Written exercise A: List, in order, the first word of each stanza of the poem "Athens, U. S. Sixth Fleet" in the text below.

=== Text passage ===

Now as to the rites of Liber, whom they have set over liquid seeds, and therefore not only over the liquors of fruits, among which wine holds, so to speak, the primacy, but also over the seeds of animals:— as to these rites, I am unwilling to undertake to show to what excess of turpitude they had reached, because that would entail a lengthened discourse, though I am not unwilling to do so as a demonstration of the proud stupidity of those who practise them. Among other rites which I am compelled from the greatness of their number to omit, Varro says that in Italy, at the places where roads crossed each other the rites of Liber were celebrated with such unrestrained turpitude, that the private parts of a man were worshipped in his honor. Nor was this abomination transacted in secret that some regard at least might be paid to modesty, but was openly and wantonly displayed. For during the festival of Liber this obscene member, placed on a car, was carried with great honor, first over the crossroads in the country, and then into the city. But in the town of Lavinium a whole month was devoted to Liber alone, during the days of which all the people gave themselves up to the most dissolute conversation, until that member had been carried through the forum and brought to rest in its own place; on which unseemly member it was necessary that the most honorable matron should place a wreath in the presence of all the people. Thus, forsooth, was the god Liber to be appeased in order for the growth of seeds. Thus was enchantment to be driven away from fields, even by a matron’s being compelled to do in public what not even a harlot ought to be permitted to do in a theatre, if there were matrons among the spectators. For these reasons, then, Saturn alone was not believed to be sufficient for seeds—namely, that the impure mind might find occasions for multiplying the gods; and that, being righteously abandoned to uncleanness by the one true god, and being prostituted to the worship of many false gods, through an avidity for ever greater and greater uncleanness, it should call these sacrilegious rites sacred things, and should abandon itself to be violated and polluted by crowds of foul demons.

– Saint Augustine of Hippo (354-430), De civitate dei 7.21

Athens, U. S. Sixth Fleet

On a stone bench by an aisle
In the Theater of Dionysus
I make a flock of Greek kids smile
Sketching them Mickey Mouses

Where beery Aristophanes
By Sanction till midnight’s fall
Ribbed Eleusinian Mysteries
With queer-joke and pratfall.

From the sacked Parthenon on high
A bird serenely warbles.
Sellers of paperweights resell
The Elgin marbles.

Here where queen-betrayed
Agamemnon had to don
Wine-purple robes, boys in torn drabs
Try my whitehat on,

Over stones where Orestes fled
The gibber of the Furies
Girls hawking flyspecked postcards
Pursue the tourists.

Here in painted anguish-mask
Andromache
Mourned her son — “Young man,
Aren’t you from Schenectady?”

As I trudge down, a pebble breaks
Rattling across stone tiers,
Scattering echoes. Did I kick
Some watcher’s skull downstairs?

Silence imponders back.
I take the stage, the pebble
Stilled on a lower tier.
Trailing home now, the child rabble.

=== Given data ===

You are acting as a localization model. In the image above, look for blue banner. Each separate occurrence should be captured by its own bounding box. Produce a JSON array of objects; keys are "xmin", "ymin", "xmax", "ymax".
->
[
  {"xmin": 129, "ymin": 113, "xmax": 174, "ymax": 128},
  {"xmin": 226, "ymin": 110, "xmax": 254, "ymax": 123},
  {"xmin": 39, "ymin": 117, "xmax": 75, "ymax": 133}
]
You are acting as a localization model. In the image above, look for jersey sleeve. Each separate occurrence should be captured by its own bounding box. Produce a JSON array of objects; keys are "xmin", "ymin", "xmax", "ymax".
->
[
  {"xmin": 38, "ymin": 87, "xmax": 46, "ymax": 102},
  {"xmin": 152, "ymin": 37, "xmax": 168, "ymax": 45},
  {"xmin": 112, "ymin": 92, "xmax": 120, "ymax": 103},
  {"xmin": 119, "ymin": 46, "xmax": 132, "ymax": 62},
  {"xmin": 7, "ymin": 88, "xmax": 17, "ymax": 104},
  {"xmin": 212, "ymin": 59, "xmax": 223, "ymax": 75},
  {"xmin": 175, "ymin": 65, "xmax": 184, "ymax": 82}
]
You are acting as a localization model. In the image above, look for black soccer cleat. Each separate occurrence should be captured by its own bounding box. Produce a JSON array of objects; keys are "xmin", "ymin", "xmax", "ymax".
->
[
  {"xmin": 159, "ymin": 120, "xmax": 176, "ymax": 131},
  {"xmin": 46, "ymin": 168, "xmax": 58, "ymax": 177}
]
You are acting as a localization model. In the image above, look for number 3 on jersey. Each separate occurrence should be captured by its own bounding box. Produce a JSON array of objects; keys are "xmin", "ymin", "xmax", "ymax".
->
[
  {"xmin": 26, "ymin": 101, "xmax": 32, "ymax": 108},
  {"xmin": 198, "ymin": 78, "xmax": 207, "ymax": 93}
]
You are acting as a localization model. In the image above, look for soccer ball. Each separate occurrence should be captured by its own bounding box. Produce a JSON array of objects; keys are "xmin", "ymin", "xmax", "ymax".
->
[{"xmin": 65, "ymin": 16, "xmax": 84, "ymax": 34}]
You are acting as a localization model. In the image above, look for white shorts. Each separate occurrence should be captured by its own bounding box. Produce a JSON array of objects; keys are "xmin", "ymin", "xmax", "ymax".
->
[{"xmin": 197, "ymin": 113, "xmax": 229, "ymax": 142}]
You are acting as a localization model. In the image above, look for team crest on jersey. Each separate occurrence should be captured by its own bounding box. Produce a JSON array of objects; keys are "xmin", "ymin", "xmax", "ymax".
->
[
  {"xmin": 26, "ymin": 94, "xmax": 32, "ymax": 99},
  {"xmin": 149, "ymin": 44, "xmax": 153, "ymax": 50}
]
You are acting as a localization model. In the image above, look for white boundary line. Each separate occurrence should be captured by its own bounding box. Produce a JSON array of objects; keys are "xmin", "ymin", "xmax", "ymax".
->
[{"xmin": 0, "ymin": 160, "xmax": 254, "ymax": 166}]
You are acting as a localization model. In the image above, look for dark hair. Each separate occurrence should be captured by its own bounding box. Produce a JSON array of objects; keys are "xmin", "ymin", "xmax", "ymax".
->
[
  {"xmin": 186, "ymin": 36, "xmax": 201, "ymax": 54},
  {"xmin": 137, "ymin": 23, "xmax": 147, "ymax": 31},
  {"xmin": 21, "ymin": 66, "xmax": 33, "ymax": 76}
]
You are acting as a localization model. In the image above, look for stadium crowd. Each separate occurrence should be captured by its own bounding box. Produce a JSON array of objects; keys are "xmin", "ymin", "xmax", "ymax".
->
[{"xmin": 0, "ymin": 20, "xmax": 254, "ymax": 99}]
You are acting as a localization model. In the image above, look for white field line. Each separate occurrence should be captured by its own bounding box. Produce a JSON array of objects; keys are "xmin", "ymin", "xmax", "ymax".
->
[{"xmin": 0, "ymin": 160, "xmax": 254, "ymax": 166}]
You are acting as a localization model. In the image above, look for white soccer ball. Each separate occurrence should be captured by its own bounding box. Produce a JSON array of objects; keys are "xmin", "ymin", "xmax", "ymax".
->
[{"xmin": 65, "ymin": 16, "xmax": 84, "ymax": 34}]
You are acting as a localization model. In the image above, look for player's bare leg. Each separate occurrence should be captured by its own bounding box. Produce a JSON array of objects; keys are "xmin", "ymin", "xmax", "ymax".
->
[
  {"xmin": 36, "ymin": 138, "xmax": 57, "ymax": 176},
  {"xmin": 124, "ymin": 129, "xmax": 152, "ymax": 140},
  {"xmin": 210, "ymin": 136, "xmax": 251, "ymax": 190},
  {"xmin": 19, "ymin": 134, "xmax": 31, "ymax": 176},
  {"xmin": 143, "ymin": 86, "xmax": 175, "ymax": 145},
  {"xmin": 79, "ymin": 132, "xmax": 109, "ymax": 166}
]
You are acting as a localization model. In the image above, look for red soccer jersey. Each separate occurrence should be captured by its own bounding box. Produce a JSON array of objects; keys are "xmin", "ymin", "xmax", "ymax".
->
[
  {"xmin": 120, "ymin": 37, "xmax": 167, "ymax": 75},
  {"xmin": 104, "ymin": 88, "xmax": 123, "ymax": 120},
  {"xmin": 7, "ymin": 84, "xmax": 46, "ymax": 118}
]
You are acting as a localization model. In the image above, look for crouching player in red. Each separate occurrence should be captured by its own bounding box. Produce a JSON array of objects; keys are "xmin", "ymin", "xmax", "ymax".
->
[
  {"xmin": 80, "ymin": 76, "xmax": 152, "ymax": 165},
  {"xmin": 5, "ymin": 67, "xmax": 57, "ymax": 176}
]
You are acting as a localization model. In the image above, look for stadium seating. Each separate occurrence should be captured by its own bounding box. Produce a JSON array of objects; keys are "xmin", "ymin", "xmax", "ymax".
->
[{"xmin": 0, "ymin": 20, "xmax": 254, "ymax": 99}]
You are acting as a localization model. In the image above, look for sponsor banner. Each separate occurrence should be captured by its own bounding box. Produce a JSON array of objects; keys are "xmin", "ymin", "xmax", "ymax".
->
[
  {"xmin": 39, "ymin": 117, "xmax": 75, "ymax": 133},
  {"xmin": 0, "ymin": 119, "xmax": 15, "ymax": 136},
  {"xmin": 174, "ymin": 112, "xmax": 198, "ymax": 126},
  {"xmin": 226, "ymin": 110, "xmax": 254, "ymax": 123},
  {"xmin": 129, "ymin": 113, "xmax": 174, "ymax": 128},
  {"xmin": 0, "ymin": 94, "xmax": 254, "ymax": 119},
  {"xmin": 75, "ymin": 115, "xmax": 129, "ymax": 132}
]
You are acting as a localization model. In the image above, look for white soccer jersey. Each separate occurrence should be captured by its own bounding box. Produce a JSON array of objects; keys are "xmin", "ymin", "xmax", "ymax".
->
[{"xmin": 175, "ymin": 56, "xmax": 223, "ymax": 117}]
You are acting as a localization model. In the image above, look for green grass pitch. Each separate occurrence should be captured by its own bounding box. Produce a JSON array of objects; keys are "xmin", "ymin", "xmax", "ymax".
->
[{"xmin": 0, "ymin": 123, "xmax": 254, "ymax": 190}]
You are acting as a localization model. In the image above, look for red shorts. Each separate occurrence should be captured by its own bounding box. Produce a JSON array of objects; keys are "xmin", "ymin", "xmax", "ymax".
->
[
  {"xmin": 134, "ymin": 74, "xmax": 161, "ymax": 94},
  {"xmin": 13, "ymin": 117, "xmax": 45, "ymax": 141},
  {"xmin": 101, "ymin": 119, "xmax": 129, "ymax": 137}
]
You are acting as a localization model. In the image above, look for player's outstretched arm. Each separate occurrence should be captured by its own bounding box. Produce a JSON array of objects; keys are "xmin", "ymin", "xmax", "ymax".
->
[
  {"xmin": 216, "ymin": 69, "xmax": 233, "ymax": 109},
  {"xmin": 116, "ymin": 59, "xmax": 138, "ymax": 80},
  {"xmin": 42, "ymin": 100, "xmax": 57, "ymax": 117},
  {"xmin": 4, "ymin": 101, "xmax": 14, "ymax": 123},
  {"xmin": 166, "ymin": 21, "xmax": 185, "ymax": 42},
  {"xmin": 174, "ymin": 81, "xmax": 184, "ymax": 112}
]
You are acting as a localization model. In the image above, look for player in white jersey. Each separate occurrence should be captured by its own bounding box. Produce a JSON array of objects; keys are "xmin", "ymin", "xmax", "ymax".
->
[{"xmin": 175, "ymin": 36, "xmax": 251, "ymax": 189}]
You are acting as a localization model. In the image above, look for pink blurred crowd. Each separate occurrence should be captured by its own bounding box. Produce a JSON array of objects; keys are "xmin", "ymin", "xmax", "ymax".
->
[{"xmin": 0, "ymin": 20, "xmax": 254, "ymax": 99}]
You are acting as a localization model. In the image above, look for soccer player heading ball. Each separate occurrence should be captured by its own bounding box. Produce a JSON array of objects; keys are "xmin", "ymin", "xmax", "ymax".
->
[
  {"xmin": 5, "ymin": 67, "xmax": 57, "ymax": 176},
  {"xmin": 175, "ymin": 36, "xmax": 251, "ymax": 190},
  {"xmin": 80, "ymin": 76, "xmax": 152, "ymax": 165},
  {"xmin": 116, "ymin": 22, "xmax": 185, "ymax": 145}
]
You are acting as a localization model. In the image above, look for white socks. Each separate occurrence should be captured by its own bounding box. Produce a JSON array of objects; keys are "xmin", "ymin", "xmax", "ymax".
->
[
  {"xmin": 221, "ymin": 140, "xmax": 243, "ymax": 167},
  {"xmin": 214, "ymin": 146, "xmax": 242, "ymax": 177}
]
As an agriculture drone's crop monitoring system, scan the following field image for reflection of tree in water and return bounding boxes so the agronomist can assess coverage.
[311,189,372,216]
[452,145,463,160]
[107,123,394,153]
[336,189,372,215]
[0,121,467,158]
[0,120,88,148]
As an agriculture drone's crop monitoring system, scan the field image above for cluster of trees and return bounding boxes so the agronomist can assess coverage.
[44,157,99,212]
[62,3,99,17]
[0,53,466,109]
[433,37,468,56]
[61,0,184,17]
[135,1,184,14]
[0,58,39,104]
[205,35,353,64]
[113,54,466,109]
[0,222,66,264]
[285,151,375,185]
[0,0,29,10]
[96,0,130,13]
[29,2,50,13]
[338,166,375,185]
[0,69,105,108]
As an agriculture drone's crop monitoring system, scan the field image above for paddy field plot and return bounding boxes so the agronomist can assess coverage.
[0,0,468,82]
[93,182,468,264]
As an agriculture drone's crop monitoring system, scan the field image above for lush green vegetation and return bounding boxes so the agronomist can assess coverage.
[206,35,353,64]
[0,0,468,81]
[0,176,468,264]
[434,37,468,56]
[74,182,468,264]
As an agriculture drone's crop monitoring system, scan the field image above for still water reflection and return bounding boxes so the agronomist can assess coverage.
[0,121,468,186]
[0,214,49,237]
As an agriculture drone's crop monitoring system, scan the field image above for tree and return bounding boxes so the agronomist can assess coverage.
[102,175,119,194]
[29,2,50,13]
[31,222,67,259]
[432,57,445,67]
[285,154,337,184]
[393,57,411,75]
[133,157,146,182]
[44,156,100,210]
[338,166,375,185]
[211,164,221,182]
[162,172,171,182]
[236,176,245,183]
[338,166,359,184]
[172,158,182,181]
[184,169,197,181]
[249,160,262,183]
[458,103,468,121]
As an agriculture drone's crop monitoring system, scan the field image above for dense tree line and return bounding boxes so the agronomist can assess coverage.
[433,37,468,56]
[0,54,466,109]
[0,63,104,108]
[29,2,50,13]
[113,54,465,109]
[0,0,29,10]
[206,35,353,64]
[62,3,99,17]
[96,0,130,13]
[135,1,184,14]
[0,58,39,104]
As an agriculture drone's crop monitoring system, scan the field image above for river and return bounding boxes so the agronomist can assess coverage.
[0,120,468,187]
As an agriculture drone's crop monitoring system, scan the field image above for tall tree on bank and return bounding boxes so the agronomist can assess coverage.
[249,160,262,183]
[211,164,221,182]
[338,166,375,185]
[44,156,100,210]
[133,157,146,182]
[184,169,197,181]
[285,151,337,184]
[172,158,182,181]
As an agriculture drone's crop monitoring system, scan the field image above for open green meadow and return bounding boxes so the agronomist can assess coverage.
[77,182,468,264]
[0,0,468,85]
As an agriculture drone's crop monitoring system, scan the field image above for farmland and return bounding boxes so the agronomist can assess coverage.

===

Written exercise B: Identify each line of the records above that contains the string "reflection", matching case exactly, and copy those lines.

Complete output A: On, Where, From, Here, Over, Here, As, Silence

Complete output B:
As an agriculture drone's crop monitoring system, scan the following field image for reflection of tree in water and return bounding boxes so the agronomist can assess coverage.
As an agriculture drone's crop monitoring system, scan the field image above for still water reflection and return bounding boxes so the agronomist can assess coverage.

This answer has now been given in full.